• Goal
Reproduce the material below from the line with "Could you please locate the flag stripe" to the line with "xmin=844 ymin=189 xmax=894 ymax=837", both included and requests kept, multiplying each bounding box coordinate in the answers by 0.35 and rounding to whole numbers, with halves rounded up. Leave the numbers in the requests and their format samples as they are.

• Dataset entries
·····
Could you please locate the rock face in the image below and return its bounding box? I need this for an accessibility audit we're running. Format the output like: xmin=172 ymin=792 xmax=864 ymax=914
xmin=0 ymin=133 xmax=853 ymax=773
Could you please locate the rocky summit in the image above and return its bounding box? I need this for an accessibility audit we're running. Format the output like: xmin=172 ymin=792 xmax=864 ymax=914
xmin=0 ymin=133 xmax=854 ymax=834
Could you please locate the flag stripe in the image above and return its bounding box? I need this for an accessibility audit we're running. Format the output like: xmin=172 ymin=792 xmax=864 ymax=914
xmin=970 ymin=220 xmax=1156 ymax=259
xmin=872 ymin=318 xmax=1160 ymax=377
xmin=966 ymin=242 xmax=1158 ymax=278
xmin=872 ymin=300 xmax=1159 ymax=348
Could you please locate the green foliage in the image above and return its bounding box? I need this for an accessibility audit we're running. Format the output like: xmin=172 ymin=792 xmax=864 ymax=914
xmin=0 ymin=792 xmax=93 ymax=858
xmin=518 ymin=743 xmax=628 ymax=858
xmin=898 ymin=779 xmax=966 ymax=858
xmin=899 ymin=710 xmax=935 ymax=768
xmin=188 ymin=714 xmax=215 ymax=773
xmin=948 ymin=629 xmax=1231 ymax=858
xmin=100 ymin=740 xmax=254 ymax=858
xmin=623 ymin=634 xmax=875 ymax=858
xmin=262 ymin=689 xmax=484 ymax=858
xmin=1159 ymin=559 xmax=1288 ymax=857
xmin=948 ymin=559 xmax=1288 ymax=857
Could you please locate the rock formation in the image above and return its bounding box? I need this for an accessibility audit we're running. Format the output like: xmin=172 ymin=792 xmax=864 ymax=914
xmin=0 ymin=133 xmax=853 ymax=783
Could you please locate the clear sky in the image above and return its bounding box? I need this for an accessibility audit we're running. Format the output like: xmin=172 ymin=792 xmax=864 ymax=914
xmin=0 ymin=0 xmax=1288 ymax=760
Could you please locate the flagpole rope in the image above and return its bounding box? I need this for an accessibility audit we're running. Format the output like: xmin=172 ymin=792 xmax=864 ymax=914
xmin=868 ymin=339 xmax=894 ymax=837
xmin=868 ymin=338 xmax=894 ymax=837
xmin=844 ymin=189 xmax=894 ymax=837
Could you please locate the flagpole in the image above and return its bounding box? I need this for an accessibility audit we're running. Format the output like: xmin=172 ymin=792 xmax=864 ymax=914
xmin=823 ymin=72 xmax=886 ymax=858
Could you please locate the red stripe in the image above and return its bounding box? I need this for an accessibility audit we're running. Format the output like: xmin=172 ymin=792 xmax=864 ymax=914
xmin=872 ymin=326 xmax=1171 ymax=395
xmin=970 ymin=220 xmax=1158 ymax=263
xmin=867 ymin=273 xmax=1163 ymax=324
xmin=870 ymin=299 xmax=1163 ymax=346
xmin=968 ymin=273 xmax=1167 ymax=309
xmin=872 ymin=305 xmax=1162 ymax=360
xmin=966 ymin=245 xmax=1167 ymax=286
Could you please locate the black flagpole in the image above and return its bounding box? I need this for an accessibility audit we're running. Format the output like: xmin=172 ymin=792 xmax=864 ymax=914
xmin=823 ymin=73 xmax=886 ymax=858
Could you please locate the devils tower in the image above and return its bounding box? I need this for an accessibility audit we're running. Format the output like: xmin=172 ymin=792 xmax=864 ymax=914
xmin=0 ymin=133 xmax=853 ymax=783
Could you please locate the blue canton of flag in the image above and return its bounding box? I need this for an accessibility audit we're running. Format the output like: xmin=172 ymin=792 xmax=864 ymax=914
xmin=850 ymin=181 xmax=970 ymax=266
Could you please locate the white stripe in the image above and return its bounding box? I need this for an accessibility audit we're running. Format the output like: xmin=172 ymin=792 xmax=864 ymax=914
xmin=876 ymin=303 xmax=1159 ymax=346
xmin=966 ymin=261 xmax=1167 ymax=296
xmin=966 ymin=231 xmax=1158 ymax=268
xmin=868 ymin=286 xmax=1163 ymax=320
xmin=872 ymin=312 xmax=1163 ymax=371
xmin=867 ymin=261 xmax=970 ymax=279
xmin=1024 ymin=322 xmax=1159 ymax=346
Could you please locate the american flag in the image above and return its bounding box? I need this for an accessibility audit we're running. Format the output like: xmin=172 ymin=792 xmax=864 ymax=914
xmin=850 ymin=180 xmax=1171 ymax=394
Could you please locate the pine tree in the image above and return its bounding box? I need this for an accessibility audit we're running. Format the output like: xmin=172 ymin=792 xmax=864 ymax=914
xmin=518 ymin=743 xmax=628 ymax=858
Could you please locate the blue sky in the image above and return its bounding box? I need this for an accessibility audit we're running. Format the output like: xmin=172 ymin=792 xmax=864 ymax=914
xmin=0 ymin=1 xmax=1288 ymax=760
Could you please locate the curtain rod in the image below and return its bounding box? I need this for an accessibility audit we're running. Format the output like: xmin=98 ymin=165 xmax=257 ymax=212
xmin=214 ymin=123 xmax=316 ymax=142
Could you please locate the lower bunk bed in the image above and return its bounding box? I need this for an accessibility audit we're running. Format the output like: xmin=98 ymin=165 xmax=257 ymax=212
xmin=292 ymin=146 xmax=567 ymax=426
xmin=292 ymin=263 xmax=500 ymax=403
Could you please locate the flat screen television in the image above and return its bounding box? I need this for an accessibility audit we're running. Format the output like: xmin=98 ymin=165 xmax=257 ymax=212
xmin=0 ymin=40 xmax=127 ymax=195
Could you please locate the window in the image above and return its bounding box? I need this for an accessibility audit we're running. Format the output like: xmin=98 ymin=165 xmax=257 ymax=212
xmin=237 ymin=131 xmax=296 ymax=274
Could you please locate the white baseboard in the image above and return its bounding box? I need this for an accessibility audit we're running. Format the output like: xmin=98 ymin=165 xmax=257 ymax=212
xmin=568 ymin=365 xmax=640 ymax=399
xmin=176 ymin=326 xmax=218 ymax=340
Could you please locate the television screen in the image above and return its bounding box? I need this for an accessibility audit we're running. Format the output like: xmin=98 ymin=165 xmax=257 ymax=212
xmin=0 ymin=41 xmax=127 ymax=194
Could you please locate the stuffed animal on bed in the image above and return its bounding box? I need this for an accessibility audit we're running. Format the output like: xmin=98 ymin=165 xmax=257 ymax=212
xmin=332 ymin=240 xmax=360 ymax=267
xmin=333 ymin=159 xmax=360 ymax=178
·····
• Reply to the task
Could you please locate the flag stripe in the image above and return its bounding box? I need this for an accessibility audit we're running. Format the output like: xmin=172 ymin=792 xmax=864 ymax=914
xmin=340 ymin=77 xmax=405 ymax=91
xmin=305 ymin=111 xmax=406 ymax=132
xmin=338 ymin=85 xmax=405 ymax=97
xmin=305 ymin=105 xmax=406 ymax=122
Could you please locate the green foliage in the image above and return its bounding box? I need this for an accessibility audit we're running. Format the output like: xmin=172 ymin=792 xmax=864 ymax=914
xmin=0 ymin=277 xmax=33 ymax=300
xmin=181 ymin=260 xmax=220 ymax=300
xmin=314 ymin=273 xmax=338 ymax=300
xmin=315 ymin=249 xmax=327 ymax=269
xmin=66 ymin=250 xmax=75 ymax=271
xmin=332 ymin=220 xmax=431 ymax=300
xmin=35 ymin=259 xmax=89 ymax=300
xmin=218 ymin=222 xmax=306 ymax=300
xmin=92 ymin=241 xmax=169 ymax=300
xmin=406 ymin=196 xmax=451 ymax=300
xmin=332 ymin=196 xmax=451 ymax=300
Could you please locate the rock formation in the image above and return its bounding box? I need this for an accessibility audit we're running. Format the output like: xmin=172 ymin=792 xmax=864 ymax=914
xmin=0 ymin=47 xmax=299 ymax=274
Could you please locate the clear sky in the image above and return its bounding box? I need this for an accessibility audit we're running. Format the output like: xmin=172 ymin=792 xmax=864 ymax=914
xmin=0 ymin=0 xmax=451 ymax=266
Could you please locate the flagpole rope in the image above and return its bounding box? I need this for an accessibility audit we're running. Format the output like: xmin=172 ymin=792 xmax=864 ymax=914
xmin=304 ymin=119 xmax=313 ymax=293
xmin=304 ymin=118 xmax=313 ymax=293
xmin=295 ymin=66 xmax=313 ymax=293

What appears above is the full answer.